> [Istruzioni] Estragga alla lettera dal brano scelto la parte che comincia con «Se devi spiegare la» e prosegue fino a «portava avanti: scherzavo.».

:: Brano scelto ::

Se devi spiegare la battuta sono guai, sia per te sia per la battuta, disse una volta Mike Nichols a Meryl Streep. Se devi spiegare l'io narrante, pure. Eppure, nell'epoca in cui c'è la gara a chi si offende prima, le battute vanno spiegate quasi sempre, quasi tutte. Carlo Conti ha trascorso Sanremo a dire «Scherzavo» dopo ogni battuta scontata, innocua, che non avrebbe turbato neanche la principessa del regno della Permalosità. Erano battute alla portata della comprensione anche di un treenne, ma non si è mai al sicuro dalla suscettibilità a casaccio, e quindi lui si portava avanti: scherzavo.

L'io narrante, poi, è una causa persa. Solo un pazzo scriverebbe i veri fatti propri in un luogo pubblico; eppure chiunque scriva, filmi, rappresenti cose in prima persona è costretto a specificare in continuazione «Non sono proprio io, è una versione drammatizzata di me, io sono solo uno spunto per dire "io"» (variante prolissa di «Scherzavo»). Carrie Fisher sbuffava quando liquidavano come mera trascrizione delle sue vicende familiari Cartoline dall'inferno: «È più facile credere che non abbia capacità d'inventarmi un linguaggio e dei dialoghi, e che possieda solo un registratore le cui pile non finiscono mai». Nora Ephron sosteneva fosse un limite imposto alle sole femmine: se lei scriveva un libro sul suo divorzio la consideravano priva d'immaginazione e capace di raccontare solo i fatti propri, ma «Philip Roth parla solo delle sue fidanzate e nessuno dice niente».

:::
:: Righe ::

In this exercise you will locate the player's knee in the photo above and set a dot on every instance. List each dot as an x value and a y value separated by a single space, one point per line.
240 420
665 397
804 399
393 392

:::
:: Righe ::

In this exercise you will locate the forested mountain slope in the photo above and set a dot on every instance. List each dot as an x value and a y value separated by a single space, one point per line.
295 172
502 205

:::

> [Soluzione]
Se devi spiegare la battuta sono guai, sia per te sia per la battuta, disse una volta Mike Nichols a Meryl Streep. Se devi spiegare l'io narrante, pure. Eppure, nell'epoca in cui c'è la gara a chi si offende prima, le battute vanno spiegate quasi sempre, quasi tutte. Carlo Conti ha trascorso Sanremo a dire «Scherzavo» dopo ogni battuta scontata, innocua, che non avrebbe turbato neanche la principessa del regno della Permalosità. Erano battute alla portata della comprensione anche di un treenne, ma non si è mai al sicuro dalla suscettibilità a casaccio, e quindi lui si portava avanti: scherzavo.